→ **Source text**
++++++++++++++++++++

The Levi’s exhibit attracted a record 2,000 visitors in its two week run. The centerpiece was a long display case that showed Levi’s wares chronologically, from 1920s “waist overalls” to Jell-O colored jeans of the novelty-loving 1970s to a pair just purchased. Framed boxes on the wall provided a concurrent timeline of American history from the California Gold Rush to current events (the exhibit will soon be on permanent display at Levi’s headquarters in San Francisco). But the most captivating aspect was a darkened corner of monitors showing television advertising campaigns created over the past 30 years by Foote Cone & Belding in San Francisco, which, with one predecessor, has handled the account for 67 years.

Since 1984, Levi’s has created image-based campaigns that emphasize a brand of hip, street-smart, urbane sensibility; previous efforts focused more on specific product attributes and brand heritage. That year brought the celebrated “501 Blues” campaign, which featured grainy quick-cut urban vignettes set to spirit-soaring scores by blues singers, a capella quartets and the Boys Choir of Harlem. In 1988, witty, irreverent and frenetic Spike Lee spots appeared for the button-fly jeans featuring “real people” such as guys from Brooklyn who talk backwards for fun, and a talented young drummer who jams on plastic buckets on street corners. The theme: “Is your fly buttoned?”

In the 1990s, photographer and director Bruce Weber created style statements in a campaign for loose fitting jeans that captured godlike, stoic men poised against stark backgrounds in a photographic tableau, or in other spots, beautiful bodies leaping mid-air, celebrating the human form and the freedom offered by a loose fit. Humor returned in a 1996 campaign for wide leg pants in, for example, director Spike Jonz’s spot featuring an emergency room where the medical team breaks into the Soft Cell hit “Tainted Love” to the rhythm of an electronic heart monitor.

This year, Levi’s has further reinvented itself with its most elliptical and inscrutable (and therefore irresistible) campaign to date. A related series of ads themed “they go on” and shot by music video director Tarsem, they are a stream-of-consciousness serial of overlapping characters in disjointed and illogical sequences and relationships. Characters always seem to defy expectations, including a hip-hop DJ playing drum and bass music in cowboy country; a Grandma with spiked hair; a guy taking his Gremlin through a car wash with the windows down. There is no logical narrative, yet there are just enough connections, cameos (Lenny Kravitz, Quinten Crisp) and musical styles to make the concept compelling.

++++++++++++++++++++

→ **Dataset entries**
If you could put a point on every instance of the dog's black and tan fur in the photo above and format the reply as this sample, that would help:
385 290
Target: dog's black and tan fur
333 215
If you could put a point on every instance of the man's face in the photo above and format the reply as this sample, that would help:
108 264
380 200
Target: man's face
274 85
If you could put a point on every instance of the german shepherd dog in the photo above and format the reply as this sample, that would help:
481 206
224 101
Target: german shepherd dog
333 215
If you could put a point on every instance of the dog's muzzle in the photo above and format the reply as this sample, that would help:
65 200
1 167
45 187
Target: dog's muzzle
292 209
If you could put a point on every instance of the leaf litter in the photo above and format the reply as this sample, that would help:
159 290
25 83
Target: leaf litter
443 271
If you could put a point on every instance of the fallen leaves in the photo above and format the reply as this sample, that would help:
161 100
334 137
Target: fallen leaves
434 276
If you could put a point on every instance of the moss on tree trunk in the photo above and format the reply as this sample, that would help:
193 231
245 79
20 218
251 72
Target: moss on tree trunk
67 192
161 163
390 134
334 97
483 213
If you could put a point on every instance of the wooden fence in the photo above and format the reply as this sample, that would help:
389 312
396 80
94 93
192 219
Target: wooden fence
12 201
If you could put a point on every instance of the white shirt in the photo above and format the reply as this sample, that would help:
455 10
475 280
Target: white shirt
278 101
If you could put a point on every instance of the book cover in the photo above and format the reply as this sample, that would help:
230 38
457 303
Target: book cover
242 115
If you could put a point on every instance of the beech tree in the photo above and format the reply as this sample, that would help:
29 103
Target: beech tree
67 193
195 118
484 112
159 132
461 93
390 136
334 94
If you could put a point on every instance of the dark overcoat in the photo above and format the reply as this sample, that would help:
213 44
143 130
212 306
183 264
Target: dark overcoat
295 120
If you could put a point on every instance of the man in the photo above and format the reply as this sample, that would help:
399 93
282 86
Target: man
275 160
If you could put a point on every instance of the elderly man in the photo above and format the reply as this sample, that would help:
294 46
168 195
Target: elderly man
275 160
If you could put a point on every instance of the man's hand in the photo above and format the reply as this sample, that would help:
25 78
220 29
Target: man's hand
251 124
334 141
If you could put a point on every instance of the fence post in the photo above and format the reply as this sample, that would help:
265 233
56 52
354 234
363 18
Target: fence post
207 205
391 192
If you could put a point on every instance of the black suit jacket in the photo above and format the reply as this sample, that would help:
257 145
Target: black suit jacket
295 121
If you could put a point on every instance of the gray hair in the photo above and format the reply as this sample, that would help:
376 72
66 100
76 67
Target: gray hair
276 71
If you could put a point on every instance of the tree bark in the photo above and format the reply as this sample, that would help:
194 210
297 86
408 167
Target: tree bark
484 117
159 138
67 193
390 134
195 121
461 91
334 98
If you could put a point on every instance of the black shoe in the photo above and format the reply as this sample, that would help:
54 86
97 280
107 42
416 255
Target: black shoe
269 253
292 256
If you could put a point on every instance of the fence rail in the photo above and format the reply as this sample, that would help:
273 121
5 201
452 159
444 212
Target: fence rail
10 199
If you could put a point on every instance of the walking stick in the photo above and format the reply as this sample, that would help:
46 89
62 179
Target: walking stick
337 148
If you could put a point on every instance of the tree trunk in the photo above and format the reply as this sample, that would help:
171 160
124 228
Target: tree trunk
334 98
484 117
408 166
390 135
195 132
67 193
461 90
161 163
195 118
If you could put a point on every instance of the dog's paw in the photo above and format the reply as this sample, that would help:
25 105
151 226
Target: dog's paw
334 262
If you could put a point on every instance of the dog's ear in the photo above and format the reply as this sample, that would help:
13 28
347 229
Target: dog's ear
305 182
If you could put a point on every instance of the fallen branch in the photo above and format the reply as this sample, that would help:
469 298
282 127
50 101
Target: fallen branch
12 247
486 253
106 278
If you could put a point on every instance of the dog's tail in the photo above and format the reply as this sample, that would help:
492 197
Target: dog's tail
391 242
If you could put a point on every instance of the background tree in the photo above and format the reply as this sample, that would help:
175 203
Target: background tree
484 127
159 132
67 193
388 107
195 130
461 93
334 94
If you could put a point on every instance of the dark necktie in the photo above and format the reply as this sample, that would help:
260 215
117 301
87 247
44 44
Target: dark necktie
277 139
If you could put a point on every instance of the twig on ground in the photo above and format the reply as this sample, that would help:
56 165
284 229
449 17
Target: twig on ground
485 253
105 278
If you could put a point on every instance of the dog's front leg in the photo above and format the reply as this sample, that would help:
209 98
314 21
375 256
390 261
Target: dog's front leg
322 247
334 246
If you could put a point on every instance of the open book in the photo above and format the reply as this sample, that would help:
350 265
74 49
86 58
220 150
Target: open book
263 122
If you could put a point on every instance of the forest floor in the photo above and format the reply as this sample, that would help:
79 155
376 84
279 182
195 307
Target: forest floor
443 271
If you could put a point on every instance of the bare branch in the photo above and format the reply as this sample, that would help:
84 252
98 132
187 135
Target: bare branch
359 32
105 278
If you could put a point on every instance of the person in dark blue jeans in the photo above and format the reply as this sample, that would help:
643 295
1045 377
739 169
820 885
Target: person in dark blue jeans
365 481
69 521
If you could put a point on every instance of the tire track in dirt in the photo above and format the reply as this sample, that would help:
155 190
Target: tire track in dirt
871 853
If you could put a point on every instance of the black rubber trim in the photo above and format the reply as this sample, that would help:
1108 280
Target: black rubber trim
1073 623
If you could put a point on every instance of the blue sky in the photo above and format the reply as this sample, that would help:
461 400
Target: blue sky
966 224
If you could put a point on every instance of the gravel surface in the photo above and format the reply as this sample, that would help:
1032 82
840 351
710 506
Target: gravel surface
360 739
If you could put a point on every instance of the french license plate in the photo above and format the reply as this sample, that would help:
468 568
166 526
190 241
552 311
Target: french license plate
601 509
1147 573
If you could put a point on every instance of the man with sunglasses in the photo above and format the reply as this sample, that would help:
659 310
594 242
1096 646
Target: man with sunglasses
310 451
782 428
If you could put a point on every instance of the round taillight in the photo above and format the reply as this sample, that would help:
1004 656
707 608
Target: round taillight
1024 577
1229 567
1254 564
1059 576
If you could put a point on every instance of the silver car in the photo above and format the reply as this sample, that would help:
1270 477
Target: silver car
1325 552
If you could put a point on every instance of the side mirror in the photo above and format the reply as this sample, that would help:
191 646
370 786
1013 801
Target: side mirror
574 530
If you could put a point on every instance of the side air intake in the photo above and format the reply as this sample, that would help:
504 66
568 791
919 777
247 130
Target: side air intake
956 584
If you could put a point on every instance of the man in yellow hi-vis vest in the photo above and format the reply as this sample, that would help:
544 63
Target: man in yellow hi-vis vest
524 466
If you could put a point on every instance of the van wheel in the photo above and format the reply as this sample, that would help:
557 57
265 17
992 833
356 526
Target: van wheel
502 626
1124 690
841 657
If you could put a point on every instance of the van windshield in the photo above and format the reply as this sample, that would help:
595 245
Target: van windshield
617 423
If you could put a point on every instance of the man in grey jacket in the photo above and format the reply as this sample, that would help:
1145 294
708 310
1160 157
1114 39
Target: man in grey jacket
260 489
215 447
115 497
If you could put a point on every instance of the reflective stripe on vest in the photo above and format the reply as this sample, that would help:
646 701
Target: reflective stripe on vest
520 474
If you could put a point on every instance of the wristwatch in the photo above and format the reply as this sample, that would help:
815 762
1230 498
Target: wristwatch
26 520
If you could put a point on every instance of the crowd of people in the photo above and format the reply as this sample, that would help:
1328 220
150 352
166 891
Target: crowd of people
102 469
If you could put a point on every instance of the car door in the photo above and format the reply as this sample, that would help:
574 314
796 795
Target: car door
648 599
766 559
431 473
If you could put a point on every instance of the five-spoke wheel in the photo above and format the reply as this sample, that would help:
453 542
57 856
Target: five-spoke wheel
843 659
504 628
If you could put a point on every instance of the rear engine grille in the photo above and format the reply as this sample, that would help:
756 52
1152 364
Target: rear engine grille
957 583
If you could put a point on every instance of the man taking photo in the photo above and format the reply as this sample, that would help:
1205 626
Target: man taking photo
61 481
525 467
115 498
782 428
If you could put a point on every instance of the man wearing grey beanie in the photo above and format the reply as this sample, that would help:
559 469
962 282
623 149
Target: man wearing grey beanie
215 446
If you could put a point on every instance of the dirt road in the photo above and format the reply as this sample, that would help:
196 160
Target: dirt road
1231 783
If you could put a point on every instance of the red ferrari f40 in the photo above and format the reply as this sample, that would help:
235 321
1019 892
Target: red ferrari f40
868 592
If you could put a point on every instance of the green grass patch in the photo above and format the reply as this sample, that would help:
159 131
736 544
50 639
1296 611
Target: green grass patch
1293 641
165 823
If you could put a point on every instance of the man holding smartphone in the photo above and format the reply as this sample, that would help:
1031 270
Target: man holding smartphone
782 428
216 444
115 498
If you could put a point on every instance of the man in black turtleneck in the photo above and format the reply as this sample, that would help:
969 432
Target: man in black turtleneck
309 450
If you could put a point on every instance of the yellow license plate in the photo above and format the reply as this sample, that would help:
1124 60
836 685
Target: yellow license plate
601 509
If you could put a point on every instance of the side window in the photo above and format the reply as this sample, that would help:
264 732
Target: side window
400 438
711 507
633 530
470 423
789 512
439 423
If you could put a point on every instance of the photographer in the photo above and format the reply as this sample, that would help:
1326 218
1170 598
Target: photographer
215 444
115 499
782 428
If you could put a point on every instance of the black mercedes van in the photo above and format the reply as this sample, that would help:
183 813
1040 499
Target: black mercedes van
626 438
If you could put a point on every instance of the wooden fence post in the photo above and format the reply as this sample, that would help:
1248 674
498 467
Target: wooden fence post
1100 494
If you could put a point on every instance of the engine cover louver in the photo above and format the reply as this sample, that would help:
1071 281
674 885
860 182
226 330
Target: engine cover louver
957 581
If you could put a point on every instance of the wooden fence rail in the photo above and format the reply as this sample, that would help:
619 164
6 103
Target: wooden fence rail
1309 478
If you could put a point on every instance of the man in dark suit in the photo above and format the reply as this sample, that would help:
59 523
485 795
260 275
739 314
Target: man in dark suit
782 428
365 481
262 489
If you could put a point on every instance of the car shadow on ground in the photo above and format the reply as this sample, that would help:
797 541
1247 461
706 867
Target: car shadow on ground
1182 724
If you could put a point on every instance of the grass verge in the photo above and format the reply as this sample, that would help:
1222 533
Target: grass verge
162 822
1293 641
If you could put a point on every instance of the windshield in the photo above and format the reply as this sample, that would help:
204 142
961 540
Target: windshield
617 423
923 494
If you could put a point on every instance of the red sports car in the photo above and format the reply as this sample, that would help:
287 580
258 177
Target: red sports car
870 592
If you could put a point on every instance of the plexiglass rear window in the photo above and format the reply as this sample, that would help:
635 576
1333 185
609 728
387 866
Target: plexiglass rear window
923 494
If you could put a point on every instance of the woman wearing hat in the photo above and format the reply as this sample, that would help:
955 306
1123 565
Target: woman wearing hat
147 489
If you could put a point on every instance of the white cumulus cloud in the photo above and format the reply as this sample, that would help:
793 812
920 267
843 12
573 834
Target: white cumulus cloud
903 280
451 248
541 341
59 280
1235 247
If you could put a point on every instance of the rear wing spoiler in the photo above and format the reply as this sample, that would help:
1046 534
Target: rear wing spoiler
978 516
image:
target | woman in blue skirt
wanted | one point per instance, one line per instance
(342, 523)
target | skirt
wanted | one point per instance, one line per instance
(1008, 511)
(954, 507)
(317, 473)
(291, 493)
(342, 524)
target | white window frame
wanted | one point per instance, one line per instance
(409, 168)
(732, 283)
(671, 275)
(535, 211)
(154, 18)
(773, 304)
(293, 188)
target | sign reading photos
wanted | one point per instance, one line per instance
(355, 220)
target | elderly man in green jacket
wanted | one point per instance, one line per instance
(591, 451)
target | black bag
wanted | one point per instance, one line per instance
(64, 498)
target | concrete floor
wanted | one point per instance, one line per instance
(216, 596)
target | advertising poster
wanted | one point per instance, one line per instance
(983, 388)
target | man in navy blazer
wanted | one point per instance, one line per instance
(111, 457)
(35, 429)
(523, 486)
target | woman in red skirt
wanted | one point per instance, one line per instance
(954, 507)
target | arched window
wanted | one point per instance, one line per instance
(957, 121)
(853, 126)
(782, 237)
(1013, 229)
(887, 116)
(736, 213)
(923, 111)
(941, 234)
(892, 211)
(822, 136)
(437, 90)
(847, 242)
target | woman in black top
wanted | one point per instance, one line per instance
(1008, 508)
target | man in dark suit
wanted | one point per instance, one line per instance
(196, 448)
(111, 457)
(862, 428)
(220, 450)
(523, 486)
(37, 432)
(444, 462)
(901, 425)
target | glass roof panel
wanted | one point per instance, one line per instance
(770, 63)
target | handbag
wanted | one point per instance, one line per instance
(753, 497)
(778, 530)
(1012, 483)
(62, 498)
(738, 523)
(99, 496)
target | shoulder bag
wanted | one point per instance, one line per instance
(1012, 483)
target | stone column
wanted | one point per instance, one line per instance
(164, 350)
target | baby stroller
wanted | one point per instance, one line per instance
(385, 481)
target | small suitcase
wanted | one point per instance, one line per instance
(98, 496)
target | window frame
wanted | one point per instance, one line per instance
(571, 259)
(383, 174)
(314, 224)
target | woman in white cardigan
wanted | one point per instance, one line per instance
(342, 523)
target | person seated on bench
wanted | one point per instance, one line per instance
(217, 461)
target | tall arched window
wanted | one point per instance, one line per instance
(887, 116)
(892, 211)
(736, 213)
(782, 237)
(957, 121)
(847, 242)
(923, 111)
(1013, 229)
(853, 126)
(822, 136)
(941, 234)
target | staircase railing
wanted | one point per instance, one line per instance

++++++++++++++++++++

→ **What you need to do**
**a)** According to the Levi's article, how many visitors did the exhibit attract in its two-week run?
**b)** Write out the passage of the Levi's article that opens with the words containing "This year, Levi’s" and closes with "the concept compelling.".
**c)** Continue the Levi's article from where it stops.
The listing is separate material and not part of the Levi's article.

→ **Expected outputs**
**a)** A record 2,000 visitors.

**b)**
This year, Levi’s has further reinvented itself with its most elliptical and inscrutable (and therefore irresistible) campaign to date. A related series of ads themed “they go on” and shot by music video director Tarsem, they are a stream-of-consciousness serial of overlapping characters in disjointed and illogical sequences and relationships. Characters always seem to defy expectations, including a hip-hop DJ playing drum and bass music in cowboy country; a Grandma with spiked hair; a guy taking his Gremlin through a car wash with the windows down. There is no logical narrative, yet there are just enough connections, cameos (Lenny Kravitz, Quinten Crisp) and musical styles to make the concept compelling.

**c)**
This campaign, which itself refuses to conform to viewer expectations of primetime television advertising, would seem to be the perfect approach to appeal to today’s youth, purported to be so jaded by traditional advertising that they are practically unreachable. The series appears to be a shoo-in for a Gold Pencil, but such a victory would be bitter-sweet indeed. In January, following an account review that shocked the ad community, Levi’s dropped FCB and awarded the estimated $90 million account to TBWA/Chiat/Day. Levi’s, whose declining sales recently caused the company to close plants and lay off workers, seemed to be following an industry pattern where long-term client/agency relationships are driven on the rocks by increased competition. Now that the creatively lauded new agency inherited the coveted account, it has also inherited the impassioned loyalty of generations of consumers, and the potential of a new market of youths. Any future campaigns will still need to tap into the brand’s authenticity and emotional pull. As the tagline says in a 1979 commercial, “fashions may change, but quality never goes out of style.” Or as in the current campaign, like my 20-year-old jeans attest, “they go on.”